- [What is required]:
List, in full, every line of the material below that contains the word "spectator".

# START OF Dataset records

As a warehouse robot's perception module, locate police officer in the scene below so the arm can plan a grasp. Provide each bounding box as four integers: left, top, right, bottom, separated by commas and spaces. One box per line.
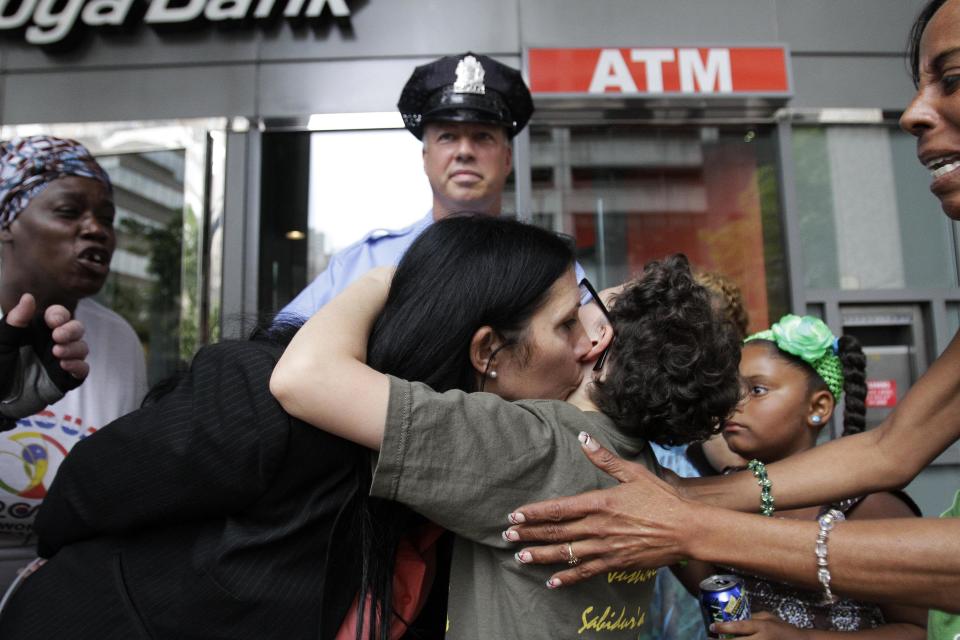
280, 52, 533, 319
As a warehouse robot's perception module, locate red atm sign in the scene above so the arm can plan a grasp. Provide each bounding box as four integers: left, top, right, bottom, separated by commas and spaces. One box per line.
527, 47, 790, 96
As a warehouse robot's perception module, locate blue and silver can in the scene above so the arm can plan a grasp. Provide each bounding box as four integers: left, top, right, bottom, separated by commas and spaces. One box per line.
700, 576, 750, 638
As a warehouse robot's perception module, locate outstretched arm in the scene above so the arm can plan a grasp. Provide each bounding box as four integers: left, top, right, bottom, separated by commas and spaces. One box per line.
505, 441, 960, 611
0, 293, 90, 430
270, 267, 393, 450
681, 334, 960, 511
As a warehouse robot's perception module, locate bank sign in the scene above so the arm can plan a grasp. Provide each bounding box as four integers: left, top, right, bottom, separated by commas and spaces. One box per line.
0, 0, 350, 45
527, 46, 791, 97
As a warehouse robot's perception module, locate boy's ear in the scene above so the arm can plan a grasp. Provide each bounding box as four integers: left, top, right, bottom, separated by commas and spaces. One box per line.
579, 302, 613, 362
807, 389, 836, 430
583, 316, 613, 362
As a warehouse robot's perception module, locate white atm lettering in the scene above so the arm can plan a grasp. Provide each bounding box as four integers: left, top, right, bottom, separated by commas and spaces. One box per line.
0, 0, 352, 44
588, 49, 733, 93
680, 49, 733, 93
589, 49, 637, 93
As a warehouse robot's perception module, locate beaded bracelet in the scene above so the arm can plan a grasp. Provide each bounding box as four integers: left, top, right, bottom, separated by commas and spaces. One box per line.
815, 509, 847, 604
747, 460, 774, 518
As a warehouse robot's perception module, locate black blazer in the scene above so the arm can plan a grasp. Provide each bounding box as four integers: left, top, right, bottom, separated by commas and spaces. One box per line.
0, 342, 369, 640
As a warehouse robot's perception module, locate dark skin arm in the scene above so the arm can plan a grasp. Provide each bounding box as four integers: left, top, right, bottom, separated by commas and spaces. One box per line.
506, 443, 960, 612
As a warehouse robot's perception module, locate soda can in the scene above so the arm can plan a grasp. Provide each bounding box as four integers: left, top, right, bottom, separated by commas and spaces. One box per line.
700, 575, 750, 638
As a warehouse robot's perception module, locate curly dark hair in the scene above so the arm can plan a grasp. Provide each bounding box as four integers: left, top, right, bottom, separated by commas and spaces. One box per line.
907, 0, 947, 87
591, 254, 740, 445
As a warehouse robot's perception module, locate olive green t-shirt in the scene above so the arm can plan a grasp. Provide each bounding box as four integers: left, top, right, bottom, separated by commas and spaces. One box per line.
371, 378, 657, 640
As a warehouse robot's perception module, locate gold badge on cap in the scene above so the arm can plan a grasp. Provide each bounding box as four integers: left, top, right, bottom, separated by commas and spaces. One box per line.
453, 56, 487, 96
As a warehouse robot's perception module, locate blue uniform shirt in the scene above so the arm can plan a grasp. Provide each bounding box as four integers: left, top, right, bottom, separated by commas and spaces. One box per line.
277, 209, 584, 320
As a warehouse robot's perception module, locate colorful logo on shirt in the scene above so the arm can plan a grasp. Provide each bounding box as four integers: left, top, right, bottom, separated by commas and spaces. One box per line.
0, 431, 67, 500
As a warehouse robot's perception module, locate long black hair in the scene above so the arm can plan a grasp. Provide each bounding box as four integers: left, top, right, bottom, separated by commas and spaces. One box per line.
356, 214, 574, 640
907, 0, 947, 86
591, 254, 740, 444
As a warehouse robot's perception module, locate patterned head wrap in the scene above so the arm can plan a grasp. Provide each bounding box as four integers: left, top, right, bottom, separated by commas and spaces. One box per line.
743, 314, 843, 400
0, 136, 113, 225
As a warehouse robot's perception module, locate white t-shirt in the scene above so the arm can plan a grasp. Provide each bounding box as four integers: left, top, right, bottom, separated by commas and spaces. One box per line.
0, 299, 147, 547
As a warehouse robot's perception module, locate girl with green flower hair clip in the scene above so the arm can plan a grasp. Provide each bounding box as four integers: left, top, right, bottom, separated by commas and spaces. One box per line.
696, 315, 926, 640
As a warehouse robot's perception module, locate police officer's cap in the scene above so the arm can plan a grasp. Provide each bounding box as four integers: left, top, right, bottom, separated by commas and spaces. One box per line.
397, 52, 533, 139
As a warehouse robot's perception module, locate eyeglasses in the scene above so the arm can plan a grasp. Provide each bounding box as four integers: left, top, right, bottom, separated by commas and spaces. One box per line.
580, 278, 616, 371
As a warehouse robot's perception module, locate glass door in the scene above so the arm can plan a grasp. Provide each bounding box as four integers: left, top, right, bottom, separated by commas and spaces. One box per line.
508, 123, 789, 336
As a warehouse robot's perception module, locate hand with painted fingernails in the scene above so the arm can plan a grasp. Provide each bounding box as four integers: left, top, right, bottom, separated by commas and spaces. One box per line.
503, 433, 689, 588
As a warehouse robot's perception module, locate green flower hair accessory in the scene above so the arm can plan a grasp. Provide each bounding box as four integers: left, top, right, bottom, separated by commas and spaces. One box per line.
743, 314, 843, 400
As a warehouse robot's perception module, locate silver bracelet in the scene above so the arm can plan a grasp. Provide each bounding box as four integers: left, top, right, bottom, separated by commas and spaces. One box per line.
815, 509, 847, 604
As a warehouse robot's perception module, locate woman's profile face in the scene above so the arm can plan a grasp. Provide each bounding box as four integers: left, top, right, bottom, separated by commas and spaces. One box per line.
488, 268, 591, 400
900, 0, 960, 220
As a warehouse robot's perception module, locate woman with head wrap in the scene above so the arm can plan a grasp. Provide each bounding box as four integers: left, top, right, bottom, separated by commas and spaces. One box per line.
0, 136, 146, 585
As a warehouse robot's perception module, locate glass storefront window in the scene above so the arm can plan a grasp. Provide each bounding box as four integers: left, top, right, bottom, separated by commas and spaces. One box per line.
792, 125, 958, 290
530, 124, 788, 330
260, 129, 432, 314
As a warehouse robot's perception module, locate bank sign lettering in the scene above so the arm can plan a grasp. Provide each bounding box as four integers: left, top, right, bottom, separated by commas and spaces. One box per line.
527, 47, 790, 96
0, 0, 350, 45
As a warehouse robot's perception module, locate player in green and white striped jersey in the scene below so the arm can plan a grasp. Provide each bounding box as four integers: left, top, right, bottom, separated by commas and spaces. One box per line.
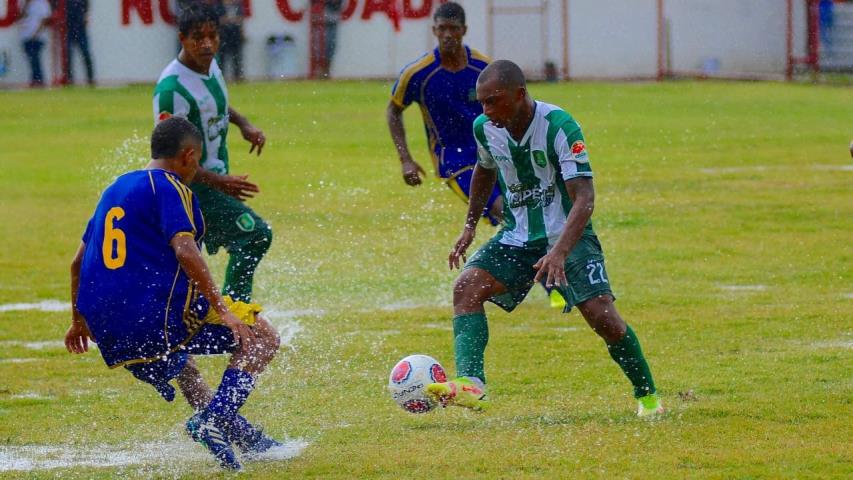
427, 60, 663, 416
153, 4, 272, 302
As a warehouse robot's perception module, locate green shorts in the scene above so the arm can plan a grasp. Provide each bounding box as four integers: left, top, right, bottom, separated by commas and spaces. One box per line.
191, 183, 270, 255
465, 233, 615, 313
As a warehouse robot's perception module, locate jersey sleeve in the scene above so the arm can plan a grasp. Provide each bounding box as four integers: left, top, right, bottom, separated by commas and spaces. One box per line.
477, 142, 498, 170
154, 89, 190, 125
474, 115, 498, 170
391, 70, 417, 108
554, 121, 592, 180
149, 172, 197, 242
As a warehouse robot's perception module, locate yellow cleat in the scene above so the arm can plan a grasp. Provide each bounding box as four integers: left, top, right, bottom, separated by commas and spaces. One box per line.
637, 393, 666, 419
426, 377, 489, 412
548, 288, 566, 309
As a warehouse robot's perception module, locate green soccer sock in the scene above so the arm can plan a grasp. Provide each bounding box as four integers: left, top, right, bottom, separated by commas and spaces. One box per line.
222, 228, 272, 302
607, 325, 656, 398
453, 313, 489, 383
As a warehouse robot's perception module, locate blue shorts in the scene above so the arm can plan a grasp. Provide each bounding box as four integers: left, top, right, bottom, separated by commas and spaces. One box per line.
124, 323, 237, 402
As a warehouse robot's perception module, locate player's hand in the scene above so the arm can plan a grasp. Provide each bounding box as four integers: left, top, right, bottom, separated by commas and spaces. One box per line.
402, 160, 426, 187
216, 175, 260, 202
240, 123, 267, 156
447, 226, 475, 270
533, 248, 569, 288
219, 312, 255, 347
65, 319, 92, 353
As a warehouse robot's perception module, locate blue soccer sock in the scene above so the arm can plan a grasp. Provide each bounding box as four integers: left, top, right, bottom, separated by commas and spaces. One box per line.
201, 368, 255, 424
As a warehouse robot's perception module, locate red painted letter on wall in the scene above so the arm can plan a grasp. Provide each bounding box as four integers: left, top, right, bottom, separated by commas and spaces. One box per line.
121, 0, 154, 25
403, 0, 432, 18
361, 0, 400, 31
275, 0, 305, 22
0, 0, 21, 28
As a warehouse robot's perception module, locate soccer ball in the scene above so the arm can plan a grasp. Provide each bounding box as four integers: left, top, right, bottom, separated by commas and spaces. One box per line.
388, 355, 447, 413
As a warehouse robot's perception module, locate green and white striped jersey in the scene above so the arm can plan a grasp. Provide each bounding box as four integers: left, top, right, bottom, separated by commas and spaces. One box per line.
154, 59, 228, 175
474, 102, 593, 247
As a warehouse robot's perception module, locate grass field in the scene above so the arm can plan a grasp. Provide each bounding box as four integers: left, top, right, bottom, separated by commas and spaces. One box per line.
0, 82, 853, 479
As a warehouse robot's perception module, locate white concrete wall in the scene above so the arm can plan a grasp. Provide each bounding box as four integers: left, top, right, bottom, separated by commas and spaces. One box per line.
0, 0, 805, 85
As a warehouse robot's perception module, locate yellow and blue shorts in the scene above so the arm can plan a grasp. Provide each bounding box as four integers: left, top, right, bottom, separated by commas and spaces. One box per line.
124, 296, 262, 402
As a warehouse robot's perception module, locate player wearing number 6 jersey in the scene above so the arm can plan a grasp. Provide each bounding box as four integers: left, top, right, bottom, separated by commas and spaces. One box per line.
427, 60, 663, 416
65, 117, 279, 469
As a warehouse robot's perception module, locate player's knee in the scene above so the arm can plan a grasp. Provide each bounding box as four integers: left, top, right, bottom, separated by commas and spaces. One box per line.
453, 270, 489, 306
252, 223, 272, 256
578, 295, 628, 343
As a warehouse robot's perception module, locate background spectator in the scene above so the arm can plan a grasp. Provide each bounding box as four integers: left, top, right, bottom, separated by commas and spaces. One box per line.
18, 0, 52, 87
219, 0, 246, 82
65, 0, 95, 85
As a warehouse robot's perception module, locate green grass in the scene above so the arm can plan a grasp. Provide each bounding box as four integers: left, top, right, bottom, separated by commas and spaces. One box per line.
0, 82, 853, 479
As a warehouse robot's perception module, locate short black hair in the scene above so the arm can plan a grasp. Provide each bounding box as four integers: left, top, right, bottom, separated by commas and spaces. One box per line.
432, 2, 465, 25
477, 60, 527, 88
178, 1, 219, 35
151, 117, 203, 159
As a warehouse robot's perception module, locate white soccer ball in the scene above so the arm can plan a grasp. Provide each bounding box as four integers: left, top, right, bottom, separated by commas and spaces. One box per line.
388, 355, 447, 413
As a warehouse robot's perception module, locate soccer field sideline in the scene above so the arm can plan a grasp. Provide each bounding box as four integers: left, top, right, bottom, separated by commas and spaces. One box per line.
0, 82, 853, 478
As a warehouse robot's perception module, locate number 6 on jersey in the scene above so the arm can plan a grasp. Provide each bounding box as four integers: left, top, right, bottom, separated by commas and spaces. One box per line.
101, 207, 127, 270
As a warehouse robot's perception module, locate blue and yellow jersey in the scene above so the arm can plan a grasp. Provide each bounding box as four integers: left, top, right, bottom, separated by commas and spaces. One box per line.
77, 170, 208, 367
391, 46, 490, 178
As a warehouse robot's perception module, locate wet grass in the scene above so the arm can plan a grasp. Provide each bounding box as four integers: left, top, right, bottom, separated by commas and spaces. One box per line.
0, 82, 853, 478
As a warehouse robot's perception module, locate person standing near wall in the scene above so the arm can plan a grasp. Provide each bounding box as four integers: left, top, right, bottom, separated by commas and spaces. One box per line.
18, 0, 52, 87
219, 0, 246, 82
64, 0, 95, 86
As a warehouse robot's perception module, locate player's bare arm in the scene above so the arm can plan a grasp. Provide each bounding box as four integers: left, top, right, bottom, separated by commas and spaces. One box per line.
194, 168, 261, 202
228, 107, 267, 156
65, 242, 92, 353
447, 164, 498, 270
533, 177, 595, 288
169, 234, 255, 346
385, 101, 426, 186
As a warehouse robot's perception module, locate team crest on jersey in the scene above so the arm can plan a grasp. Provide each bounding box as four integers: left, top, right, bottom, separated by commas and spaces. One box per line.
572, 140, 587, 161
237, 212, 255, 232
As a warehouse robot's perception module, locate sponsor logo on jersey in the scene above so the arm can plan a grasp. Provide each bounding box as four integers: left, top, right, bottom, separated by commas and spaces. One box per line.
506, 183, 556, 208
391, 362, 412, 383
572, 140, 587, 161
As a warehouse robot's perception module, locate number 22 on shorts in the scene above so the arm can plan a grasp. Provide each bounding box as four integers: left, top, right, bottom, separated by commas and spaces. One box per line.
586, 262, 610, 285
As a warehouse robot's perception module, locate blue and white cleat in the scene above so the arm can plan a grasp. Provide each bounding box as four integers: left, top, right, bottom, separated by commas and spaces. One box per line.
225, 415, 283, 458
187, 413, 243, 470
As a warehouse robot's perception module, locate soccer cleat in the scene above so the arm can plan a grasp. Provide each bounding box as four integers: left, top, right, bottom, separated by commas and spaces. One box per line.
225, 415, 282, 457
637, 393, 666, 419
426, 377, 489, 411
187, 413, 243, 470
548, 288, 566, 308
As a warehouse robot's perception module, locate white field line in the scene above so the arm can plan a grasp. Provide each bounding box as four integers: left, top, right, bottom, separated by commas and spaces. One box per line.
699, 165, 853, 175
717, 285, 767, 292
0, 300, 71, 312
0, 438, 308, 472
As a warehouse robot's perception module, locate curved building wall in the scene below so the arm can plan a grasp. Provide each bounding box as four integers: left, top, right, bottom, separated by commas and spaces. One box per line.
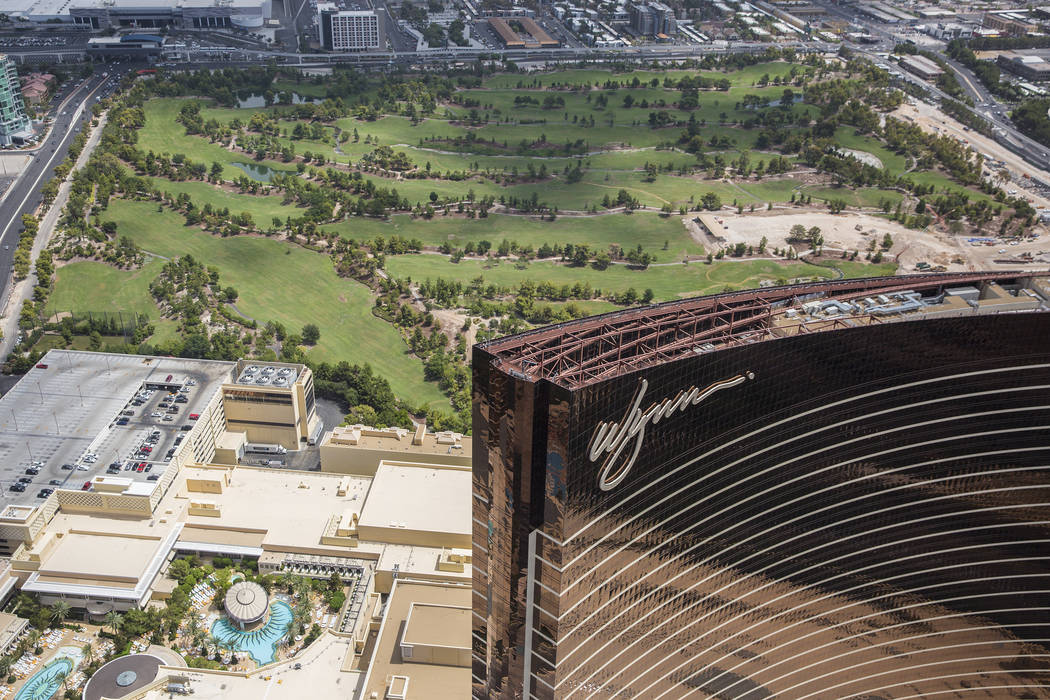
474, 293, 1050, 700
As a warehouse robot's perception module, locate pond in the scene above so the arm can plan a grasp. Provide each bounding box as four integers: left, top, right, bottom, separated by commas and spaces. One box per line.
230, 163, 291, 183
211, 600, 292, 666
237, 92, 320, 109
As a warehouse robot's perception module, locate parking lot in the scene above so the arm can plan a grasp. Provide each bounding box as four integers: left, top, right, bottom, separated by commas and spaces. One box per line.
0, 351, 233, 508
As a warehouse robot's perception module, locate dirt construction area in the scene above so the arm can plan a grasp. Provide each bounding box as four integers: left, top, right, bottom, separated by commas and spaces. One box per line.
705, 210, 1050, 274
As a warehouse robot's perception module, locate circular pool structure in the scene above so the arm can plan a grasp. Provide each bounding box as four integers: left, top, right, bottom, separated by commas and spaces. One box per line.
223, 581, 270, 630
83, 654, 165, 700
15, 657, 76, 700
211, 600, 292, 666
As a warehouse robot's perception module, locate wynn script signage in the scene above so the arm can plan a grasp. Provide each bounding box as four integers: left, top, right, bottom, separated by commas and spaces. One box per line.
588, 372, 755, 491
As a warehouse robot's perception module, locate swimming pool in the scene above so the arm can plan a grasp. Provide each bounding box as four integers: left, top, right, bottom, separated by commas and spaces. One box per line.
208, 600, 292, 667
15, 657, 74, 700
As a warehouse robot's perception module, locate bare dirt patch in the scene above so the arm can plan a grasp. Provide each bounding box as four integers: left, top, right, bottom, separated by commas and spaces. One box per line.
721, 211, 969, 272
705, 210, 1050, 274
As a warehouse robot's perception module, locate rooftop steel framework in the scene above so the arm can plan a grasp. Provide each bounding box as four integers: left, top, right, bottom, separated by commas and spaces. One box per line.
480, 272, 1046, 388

# END OF Dataset records

- [Written response]:
As a warehouse robot's perception module, locate background spectator in the scene above so the arm can plan a grasp. Provide each bounding box as four integers: left, top, right, bottom, separated by commas and spaces. One box per line.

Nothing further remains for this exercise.